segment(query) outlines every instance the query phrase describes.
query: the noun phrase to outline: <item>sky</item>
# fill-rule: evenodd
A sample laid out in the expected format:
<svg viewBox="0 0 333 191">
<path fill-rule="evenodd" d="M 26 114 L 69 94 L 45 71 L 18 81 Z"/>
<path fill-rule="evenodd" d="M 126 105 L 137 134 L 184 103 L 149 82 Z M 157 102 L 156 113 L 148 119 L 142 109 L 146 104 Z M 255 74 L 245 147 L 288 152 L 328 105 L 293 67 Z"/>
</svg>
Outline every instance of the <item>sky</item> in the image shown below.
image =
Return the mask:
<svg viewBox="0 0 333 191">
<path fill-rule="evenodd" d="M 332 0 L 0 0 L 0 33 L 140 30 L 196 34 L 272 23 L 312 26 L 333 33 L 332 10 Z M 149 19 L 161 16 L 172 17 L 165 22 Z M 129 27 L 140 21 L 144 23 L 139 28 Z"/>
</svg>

◆ ◆ ◆ ◆ ◆

Extract each entry in full, exactly as given.

segment(query) outlines every instance the query phrase describes.
query: the noun phrase to outline: <item>sky</item>
# fill-rule: evenodd
A sample laid out in the expected format:
<svg viewBox="0 0 333 191">
<path fill-rule="evenodd" d="M 26 114 L 69 94 L 45 71 L 18 81 Z"/>
<path fill-rule="evenodd" d="M 126 105 L 137 134 L 184 103 L 149 82 Z M 157 102 L 156 113 L 148 119 L 142 109 L 146 104 Z M 255 74 L 245 147 L 288 152 L 328 105 L 293 67 Z"/>
</svg>
Outline every instance of the <item>sky</item> in the image shown below.
image =
Return the mask:
<svg viewBox="0 0 333 191">
<path fill-rule="evenodd" d="M 332 0 L 0 0 L 0 33 L 140 30 L 196 34 L 272 23 L 312 26 L 333 33 L 332 10 Z M 149 19 L 161 16 L 172 17 L 165 22 Z M 129 27 L 140 21 L 144 23 L 139 28 Z"/>
</svg>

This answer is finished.